EXERCISE:
Write out exactly, please, the lines from the one containing "Target: warehouse interior" to the end of the material.

SUPPLIED DATA:
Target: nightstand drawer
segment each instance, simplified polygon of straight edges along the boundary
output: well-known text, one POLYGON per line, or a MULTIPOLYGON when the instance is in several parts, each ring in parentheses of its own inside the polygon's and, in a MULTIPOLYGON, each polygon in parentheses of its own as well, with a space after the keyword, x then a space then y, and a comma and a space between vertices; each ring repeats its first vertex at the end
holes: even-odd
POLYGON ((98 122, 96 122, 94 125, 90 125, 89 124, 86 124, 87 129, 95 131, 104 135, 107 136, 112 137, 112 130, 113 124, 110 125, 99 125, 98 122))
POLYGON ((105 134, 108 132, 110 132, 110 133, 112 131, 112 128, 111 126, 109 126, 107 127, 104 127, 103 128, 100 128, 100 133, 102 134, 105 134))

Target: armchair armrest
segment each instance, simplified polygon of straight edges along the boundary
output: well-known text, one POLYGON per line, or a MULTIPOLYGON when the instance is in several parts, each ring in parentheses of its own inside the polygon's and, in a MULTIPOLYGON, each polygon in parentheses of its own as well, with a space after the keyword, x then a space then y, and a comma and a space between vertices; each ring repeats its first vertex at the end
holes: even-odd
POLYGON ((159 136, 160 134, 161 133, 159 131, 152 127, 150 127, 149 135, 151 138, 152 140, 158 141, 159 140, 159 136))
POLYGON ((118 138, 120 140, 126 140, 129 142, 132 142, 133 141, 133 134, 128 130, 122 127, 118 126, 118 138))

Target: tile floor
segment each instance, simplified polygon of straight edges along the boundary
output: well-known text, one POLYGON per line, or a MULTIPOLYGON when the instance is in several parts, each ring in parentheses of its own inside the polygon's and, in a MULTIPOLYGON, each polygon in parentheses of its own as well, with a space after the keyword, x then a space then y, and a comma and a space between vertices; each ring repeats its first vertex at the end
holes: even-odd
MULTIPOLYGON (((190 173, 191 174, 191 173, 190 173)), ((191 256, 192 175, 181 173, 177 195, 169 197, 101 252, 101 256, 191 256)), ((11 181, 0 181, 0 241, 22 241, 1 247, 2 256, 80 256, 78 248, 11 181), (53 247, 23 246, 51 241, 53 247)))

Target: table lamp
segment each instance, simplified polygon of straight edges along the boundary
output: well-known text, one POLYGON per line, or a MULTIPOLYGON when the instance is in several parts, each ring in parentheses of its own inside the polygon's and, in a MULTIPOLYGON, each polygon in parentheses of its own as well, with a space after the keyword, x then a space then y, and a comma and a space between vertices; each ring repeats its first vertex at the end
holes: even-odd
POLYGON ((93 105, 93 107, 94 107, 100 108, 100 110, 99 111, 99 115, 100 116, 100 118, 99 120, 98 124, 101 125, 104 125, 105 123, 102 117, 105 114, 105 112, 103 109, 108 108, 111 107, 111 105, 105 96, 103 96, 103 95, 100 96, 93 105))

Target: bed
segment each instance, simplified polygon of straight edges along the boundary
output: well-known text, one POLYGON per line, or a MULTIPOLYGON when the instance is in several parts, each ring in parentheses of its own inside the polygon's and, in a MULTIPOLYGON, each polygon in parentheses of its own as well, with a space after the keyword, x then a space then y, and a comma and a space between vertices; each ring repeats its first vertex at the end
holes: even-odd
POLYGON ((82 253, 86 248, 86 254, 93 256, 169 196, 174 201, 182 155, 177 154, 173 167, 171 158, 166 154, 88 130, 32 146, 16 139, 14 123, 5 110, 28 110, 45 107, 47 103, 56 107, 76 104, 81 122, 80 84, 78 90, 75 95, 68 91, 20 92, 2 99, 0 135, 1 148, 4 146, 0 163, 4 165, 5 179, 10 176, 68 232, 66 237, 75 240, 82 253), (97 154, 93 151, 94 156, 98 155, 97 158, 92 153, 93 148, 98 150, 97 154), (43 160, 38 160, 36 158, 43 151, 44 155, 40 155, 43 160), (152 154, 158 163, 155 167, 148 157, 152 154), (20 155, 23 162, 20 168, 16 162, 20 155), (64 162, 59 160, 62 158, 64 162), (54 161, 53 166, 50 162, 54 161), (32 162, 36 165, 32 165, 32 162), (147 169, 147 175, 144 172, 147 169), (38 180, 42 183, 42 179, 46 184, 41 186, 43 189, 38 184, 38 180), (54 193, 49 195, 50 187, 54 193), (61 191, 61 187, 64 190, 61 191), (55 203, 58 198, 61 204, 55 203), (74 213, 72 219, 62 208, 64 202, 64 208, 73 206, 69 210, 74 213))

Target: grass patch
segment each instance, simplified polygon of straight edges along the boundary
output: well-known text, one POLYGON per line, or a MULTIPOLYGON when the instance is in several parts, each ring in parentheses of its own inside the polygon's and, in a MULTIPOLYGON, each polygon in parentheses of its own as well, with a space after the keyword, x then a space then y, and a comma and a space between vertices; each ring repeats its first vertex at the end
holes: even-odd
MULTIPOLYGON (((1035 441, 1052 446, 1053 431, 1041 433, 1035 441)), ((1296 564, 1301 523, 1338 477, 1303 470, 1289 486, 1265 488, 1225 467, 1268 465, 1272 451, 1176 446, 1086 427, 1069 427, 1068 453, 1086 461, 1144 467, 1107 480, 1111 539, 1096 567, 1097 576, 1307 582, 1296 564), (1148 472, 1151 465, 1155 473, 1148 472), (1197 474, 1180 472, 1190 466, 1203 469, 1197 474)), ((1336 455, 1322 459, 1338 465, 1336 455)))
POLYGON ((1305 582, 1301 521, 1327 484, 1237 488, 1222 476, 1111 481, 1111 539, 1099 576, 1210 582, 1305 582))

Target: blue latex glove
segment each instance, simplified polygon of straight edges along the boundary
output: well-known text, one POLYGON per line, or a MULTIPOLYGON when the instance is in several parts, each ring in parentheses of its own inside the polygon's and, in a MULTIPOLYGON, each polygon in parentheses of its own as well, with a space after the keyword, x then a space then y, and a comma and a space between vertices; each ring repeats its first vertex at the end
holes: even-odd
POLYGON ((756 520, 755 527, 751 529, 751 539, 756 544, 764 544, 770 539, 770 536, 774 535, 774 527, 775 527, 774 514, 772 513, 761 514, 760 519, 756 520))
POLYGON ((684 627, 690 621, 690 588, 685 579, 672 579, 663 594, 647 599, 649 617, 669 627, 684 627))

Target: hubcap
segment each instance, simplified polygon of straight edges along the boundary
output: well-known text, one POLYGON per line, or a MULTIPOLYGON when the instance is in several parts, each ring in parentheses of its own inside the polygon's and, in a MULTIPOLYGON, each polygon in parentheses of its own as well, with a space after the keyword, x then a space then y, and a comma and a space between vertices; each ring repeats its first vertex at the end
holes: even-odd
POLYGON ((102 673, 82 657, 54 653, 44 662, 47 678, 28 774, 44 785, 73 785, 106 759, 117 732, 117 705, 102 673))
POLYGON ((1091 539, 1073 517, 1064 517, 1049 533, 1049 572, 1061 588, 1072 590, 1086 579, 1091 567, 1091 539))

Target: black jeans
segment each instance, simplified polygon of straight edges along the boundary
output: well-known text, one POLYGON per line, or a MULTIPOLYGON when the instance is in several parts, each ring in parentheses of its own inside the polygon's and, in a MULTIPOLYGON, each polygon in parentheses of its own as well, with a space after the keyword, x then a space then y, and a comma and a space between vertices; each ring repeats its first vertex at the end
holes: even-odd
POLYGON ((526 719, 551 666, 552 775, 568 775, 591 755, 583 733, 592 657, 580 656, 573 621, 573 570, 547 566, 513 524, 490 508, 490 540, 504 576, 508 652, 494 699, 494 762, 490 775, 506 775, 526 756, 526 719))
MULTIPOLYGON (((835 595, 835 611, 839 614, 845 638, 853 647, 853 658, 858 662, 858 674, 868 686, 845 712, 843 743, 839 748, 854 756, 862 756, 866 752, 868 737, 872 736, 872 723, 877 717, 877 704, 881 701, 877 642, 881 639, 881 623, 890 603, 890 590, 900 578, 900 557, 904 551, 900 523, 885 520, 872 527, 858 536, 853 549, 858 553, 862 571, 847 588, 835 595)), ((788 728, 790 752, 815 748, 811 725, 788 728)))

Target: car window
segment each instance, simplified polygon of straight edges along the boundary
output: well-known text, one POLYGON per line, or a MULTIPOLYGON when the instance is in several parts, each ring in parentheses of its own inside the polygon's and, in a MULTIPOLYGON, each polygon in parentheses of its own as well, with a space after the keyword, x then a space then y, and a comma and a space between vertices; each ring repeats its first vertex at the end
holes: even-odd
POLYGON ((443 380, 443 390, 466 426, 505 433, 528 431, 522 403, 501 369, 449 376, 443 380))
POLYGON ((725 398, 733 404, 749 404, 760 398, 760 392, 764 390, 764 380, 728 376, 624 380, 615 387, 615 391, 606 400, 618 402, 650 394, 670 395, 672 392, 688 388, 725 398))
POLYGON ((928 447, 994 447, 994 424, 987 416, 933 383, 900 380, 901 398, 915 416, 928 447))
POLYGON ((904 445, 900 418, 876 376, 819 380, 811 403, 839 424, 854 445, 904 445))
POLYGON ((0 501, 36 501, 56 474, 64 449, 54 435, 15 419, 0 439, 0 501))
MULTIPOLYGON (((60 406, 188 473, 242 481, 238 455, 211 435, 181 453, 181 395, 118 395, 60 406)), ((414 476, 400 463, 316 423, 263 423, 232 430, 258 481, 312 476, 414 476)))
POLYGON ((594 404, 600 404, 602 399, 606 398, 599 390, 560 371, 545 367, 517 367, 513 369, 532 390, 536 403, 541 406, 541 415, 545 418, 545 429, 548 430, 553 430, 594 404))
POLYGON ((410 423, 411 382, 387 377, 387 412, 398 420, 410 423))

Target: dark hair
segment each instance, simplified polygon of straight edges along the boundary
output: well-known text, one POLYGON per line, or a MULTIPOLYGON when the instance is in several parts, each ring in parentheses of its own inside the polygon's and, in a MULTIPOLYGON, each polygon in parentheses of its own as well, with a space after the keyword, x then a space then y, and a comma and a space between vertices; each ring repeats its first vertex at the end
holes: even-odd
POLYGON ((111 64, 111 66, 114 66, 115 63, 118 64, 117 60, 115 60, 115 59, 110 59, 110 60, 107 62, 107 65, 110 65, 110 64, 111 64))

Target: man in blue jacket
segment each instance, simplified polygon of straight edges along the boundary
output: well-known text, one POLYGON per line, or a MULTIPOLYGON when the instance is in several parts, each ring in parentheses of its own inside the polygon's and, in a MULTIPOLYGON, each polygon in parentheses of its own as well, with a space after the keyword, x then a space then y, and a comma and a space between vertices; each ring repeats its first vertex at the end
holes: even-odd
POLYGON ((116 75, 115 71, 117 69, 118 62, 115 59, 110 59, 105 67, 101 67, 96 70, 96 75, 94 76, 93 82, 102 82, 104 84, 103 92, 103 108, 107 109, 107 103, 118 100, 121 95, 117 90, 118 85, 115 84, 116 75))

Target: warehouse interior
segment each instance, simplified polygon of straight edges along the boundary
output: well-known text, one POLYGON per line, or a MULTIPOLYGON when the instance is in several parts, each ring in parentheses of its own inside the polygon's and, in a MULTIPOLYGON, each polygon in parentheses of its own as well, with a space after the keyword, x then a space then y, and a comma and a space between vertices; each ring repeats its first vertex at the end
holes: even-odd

ANSWER TO THE PROBLEM:
Target: warehouse interior
segment each instance, simplified polygon of straight edges along the boundary
output: well-known text, one POLYGON per line, or a MULTIPOLYGON when the instance is in several parts, each ring in parentheses of its own inside the polygon's and, in a MULTIPOLYGON, each polygon in parentheses of its own as well, with a space after the keyword, x then a space then y, and a comma and a space between vertices; each ring repeats its first vertex at the end
holes: even-odd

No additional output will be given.